### What you need to do
Arrange the lines of the listing from its first line through the line holding "pixel 631 275", both included, as a numbered list, omitting blank lines.
## START Provided data
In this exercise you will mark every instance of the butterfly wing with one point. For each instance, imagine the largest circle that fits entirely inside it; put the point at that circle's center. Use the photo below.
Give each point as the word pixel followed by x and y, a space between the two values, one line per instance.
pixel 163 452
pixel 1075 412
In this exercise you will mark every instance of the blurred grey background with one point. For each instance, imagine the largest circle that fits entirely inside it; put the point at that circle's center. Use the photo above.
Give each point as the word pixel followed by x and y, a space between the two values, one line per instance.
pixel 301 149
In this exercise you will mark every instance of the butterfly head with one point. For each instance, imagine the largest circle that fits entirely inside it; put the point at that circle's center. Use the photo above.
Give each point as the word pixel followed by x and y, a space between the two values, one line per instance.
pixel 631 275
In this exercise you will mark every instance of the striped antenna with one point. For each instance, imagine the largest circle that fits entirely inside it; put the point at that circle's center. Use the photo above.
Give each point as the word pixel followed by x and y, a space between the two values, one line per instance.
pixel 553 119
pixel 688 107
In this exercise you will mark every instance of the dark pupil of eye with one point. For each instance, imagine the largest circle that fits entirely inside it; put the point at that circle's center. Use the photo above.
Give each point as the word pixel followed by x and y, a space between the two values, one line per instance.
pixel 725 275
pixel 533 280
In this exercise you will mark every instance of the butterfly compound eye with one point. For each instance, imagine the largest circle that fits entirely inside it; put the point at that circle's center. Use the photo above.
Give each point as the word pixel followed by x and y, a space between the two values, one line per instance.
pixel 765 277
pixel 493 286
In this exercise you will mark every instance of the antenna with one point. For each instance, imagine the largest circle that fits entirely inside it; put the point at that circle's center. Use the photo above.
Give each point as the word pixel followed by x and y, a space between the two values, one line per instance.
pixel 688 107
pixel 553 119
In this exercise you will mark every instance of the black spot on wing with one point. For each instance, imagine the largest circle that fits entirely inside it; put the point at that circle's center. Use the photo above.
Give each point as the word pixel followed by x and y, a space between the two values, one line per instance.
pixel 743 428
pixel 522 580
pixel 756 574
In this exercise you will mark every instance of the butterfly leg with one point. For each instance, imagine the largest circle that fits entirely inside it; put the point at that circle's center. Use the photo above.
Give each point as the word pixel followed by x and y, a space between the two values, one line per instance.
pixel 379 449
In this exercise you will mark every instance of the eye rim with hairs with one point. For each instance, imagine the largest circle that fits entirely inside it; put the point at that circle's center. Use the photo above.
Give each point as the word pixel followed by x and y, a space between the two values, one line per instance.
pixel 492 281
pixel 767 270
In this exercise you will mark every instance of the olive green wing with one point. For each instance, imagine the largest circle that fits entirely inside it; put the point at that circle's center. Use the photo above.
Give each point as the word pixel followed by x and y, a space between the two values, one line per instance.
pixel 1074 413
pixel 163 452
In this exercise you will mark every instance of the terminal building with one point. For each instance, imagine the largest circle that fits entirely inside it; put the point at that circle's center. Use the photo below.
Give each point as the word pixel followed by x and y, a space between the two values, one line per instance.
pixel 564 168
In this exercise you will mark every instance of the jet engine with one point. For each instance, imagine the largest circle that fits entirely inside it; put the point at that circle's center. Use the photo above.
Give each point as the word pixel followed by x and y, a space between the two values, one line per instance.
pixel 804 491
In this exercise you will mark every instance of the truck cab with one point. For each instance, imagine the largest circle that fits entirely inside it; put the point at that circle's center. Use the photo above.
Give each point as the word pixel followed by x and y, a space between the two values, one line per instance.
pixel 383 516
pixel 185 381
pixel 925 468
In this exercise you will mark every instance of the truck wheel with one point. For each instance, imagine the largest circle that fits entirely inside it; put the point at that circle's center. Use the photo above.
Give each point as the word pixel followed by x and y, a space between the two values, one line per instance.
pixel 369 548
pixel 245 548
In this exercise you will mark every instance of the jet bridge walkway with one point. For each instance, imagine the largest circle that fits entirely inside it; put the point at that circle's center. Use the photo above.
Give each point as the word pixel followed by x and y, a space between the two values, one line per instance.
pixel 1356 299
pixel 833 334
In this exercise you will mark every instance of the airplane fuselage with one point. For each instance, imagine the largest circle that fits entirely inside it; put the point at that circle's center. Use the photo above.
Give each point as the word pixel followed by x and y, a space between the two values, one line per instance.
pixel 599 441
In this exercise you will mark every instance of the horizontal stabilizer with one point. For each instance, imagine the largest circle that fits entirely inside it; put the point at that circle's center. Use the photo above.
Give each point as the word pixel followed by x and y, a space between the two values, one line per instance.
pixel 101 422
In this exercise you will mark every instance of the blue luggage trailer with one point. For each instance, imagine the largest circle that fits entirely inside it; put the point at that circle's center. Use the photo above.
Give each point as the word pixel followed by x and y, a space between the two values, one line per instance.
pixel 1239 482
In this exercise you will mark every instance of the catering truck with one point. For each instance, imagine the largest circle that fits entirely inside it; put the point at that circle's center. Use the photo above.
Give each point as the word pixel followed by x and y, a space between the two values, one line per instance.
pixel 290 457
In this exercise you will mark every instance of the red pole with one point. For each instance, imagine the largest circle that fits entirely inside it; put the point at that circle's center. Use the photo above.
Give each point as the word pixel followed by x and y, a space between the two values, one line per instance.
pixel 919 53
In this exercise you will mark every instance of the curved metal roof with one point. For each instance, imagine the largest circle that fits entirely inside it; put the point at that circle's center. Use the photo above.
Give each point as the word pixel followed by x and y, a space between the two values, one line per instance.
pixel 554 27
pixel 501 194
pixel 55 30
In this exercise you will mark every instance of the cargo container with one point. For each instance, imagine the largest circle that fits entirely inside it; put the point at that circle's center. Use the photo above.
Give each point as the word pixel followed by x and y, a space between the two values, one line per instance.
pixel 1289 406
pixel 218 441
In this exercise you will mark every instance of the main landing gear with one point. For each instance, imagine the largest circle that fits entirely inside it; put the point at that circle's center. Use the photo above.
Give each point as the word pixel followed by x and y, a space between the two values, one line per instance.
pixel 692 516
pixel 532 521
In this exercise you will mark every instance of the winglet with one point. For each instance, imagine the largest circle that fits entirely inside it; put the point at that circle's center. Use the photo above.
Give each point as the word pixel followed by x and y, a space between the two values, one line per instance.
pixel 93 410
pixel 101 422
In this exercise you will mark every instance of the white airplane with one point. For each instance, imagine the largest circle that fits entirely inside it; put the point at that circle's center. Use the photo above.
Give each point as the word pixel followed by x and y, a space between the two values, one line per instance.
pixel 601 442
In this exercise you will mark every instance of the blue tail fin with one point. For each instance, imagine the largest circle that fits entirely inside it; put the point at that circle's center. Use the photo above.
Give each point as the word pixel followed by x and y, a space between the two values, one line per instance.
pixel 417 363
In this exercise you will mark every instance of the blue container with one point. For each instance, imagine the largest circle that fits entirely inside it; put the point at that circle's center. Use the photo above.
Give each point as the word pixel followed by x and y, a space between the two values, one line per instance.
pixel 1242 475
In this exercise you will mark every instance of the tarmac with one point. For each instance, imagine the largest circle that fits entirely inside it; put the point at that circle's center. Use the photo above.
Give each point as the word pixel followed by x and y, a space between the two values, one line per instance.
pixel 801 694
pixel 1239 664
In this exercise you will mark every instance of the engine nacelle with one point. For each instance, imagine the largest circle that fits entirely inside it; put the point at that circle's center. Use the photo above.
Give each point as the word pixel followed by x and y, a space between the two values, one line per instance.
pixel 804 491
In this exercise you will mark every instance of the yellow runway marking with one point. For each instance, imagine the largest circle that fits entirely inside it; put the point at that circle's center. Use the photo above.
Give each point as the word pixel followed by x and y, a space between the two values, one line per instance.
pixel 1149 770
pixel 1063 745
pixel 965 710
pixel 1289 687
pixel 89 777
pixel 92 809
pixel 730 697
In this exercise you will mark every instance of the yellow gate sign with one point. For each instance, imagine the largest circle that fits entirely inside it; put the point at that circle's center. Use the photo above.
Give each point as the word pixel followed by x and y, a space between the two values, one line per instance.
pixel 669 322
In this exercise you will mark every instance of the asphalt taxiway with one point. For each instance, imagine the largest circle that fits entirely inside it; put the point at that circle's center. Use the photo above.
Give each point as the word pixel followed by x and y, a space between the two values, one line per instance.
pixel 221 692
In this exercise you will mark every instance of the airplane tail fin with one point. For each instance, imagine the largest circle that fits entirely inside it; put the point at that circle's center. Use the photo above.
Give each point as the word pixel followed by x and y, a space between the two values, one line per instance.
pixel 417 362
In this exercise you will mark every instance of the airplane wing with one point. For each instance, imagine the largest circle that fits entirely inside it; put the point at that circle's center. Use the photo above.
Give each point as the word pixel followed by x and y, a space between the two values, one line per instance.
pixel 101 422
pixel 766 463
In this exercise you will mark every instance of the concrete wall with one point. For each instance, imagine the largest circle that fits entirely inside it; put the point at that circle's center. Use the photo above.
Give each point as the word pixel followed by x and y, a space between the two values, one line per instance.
## END Provided data
### Exercise answer
1. In this exercise you will mark every instance of the butterfly wing with one point. For each instance, imagine the largest circle that fits entirely inside it; put the point at that circle's center. Use the photo below.
2. Give each point as the word pixel followed by x and y, a space between the two values, one line per instance.
3. pixel 163 452
4. pixel 1075 412
5. In this exercise you will mark every instance of the blurred grey background with one point. For each instance, imagine the largest circle that fits entirely inside it; put the point at that circle's center. Use the photo above.
6. Give each point as the word pixel followed by x and y, a space between the two values, one line per instance.
7. pixel 301 149
8. In this exercise you will mark every instance of the butterfly head with one point. For each instance, imagine the largest circle that fits entirely inside it; put the point at that circle's center. Use the photo above.
9. Give each point as the word pixel followed by x and y, a space between the two values, one line per instance.
10. pixel 631 275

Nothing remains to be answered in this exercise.